What is being asked:
State how many of the lines below contain the word "plant", treating case as significant. Reply with the number alone.

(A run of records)
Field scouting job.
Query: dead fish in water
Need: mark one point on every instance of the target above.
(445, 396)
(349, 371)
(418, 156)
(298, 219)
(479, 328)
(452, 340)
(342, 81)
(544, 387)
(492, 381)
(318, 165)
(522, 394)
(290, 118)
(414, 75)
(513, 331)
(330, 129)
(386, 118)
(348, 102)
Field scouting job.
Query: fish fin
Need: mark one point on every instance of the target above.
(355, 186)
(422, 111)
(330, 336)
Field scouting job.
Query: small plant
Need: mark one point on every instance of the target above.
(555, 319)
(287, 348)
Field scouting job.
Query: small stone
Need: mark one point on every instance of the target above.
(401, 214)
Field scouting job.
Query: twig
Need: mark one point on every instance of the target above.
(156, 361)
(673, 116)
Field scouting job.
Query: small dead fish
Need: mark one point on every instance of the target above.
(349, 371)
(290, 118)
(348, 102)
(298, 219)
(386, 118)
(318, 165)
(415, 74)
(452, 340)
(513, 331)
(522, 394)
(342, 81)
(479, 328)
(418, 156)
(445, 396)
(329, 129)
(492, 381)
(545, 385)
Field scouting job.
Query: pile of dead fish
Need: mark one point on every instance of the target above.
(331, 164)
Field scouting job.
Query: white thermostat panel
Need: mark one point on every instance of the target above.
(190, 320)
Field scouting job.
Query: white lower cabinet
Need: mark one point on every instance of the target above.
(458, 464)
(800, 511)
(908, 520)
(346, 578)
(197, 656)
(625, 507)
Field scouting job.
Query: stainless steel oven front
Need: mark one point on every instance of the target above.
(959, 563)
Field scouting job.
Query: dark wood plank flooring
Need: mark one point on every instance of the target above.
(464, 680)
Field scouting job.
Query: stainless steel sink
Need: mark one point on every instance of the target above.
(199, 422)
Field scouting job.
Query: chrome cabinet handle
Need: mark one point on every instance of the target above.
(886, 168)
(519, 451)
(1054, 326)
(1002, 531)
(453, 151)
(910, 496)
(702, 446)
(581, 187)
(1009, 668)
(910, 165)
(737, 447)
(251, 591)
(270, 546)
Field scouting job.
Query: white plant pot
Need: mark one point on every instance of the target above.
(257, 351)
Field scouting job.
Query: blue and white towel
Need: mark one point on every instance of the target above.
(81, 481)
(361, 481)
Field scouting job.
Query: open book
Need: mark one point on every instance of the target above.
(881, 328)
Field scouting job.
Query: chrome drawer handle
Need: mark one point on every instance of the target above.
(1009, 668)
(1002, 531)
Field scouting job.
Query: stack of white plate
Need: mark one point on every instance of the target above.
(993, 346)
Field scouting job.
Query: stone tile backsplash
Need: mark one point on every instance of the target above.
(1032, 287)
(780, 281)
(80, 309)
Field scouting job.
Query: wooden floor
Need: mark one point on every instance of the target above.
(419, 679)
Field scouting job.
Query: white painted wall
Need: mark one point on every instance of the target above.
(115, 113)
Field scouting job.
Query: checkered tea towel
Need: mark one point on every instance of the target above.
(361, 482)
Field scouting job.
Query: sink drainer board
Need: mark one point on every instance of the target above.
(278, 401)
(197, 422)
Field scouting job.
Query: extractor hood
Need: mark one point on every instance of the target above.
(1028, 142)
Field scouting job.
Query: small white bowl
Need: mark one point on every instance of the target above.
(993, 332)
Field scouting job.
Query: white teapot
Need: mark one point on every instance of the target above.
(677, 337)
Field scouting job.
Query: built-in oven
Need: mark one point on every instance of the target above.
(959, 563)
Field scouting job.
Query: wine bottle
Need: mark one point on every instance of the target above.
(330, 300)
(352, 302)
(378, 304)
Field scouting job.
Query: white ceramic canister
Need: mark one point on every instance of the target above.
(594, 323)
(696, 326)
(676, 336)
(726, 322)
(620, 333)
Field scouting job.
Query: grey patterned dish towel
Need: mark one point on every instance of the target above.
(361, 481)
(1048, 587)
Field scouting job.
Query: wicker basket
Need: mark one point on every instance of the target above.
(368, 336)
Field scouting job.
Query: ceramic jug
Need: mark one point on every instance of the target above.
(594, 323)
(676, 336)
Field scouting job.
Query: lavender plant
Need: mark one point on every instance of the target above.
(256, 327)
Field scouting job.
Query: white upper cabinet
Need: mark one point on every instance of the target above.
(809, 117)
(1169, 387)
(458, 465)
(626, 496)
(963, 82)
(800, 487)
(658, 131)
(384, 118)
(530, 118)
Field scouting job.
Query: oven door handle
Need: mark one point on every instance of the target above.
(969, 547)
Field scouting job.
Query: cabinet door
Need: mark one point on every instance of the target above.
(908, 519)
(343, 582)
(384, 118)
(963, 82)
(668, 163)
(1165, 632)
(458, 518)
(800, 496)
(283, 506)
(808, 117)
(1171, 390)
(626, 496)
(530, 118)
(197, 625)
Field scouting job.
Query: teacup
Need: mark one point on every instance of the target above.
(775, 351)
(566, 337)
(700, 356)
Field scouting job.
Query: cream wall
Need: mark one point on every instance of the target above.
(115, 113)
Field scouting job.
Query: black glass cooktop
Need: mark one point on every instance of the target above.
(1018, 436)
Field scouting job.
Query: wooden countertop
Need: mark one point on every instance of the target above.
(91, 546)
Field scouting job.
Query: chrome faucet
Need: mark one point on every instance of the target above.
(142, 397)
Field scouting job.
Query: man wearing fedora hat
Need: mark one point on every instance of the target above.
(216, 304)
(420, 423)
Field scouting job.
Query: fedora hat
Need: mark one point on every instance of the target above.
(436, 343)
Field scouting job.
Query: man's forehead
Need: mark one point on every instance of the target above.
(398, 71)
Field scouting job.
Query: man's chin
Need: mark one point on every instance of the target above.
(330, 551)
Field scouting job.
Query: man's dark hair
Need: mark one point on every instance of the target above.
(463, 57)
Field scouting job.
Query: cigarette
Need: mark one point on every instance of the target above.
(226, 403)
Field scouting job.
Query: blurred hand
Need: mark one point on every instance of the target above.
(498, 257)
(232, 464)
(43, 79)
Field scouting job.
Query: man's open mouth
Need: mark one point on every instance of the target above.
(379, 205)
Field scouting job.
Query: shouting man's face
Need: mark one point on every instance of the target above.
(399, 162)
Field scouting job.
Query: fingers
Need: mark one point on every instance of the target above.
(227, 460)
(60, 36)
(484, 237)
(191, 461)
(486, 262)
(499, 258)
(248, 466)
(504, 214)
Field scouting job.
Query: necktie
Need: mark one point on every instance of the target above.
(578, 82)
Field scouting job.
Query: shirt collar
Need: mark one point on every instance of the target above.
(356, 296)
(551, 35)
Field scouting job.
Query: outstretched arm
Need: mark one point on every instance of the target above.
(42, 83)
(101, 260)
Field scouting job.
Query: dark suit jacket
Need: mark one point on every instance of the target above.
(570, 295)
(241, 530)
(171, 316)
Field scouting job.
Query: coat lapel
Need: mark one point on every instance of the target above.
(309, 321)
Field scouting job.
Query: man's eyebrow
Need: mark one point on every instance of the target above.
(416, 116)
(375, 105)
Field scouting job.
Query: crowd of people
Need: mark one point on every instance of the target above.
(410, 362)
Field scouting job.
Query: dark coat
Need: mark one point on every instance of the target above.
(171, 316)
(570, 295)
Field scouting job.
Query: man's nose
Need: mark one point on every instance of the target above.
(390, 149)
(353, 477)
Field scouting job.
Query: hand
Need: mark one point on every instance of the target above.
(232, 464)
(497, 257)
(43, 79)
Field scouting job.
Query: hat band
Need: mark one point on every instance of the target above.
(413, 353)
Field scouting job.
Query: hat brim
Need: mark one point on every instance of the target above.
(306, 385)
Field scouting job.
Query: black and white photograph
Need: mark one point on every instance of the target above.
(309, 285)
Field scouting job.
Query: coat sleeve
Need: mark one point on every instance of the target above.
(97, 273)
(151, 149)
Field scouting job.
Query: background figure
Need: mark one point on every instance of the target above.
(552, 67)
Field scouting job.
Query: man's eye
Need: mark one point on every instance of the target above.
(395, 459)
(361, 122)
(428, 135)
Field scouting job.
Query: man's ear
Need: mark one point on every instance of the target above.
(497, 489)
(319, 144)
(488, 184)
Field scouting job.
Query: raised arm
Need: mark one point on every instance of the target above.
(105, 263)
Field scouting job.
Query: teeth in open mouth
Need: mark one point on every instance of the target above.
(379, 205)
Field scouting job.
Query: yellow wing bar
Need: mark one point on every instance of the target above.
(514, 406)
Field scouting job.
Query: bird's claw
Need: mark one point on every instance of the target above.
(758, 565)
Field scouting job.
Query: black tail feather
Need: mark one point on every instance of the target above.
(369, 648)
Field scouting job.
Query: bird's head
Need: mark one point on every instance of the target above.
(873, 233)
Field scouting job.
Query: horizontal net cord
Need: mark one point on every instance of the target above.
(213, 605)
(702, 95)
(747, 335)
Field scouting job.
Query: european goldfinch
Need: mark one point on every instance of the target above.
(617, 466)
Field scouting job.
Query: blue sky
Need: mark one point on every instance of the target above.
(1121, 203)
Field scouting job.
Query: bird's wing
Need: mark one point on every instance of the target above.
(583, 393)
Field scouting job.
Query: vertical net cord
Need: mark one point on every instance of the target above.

Response to this exercise:
3